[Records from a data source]

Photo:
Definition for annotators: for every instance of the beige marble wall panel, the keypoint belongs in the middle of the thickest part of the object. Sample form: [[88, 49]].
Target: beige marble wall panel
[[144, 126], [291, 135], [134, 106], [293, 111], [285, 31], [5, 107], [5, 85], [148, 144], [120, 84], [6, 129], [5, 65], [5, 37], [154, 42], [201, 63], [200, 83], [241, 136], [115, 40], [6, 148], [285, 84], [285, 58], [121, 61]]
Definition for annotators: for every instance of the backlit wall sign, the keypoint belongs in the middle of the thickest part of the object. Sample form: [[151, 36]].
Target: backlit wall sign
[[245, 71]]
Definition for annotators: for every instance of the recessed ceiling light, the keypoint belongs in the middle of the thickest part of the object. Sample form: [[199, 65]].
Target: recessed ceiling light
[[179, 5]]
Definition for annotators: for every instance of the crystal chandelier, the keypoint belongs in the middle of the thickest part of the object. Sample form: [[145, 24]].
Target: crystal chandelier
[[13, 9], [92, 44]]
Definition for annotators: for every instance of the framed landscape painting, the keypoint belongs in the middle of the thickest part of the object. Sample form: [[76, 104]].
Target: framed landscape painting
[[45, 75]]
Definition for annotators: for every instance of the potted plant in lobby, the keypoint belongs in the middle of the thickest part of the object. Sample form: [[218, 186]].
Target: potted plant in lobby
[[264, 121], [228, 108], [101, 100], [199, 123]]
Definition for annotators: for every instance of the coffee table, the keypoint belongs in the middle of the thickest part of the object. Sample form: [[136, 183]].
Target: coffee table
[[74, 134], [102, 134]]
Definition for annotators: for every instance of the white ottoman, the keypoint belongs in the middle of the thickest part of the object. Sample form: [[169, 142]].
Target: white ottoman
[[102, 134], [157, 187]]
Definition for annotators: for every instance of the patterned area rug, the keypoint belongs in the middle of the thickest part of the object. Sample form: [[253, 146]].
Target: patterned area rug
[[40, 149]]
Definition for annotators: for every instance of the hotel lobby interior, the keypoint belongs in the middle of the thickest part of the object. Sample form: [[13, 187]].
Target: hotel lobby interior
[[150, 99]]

What to do = The required output is the set of lines from the first line of the data through the line that contains "Definition for annotators: for every instance of the white", transcribed exactly.

Reply =
Photo:
Definition for annotators: for every instance of the beige marble wall panel, the keypoint belongs in the middle of the thickest part of the object. Sample form: [[88, 49]].
Target: beige marble wall panel
[[144, 126], [291, 135], [134, 106], [293, 111], [285, 31], [5, 107], [5, 85], [148, 144], [120, 84], [6, 129], [5, 65], [5, 37], [154, 42], [201, 63], [200, 83], [241, 136], [115, 40], [6, 148], [285, 84], [285, 58], [121, 61]]
Definition for annotators: for every instance of the backlit wall sign, the keypoint belongs in the middle of the thickest part of the object. Sample form: [[151, 36]].
Target: backlit wall sign
[[245, 71]]
Definition for annotators: for every instance of the recessed ceiling light, the keypoint belongs in the middle of the thickest part of the object. Sample form: [[199, 65]].
Target: recessed ceiling light
[[179, 5]]
Definition for annotators: for every instance of the crystal chandelier, the keypoint belongs in the middle of the thickest part of the object. Sample form: [[145, 24]].
Target: crystal chandelier
[[13, 9], [92, 44]]
Definition for annotators: for every instance of the framed landscape painting, the keypoint belongs in the middle of the thickest part of the object. Sample form: [[76, 104]].
Target: framed landscape painting
[[45, 75]]
Definition for annotators: for every instance of the potted plant in lobby, the keypoint belongs in the middle of the thickest part of the object. Sample form: [[218, 186]].
Target: potted plant in lobby
[[264, 121], [228, 108], [101, 100], [199, 123]]
Definition for annotators: for every instance of the coffee table, the keypoint belongs in the middle of the thickest part of the object. Sample form: [[136, 183]].
Target: coffee table
[[74, 134], [102, 134]]
Definition for annotators: for every instance of the white ottoman, the keypoint belongs in the middle of the thickest part of the object. Sample form: [[169, 142]].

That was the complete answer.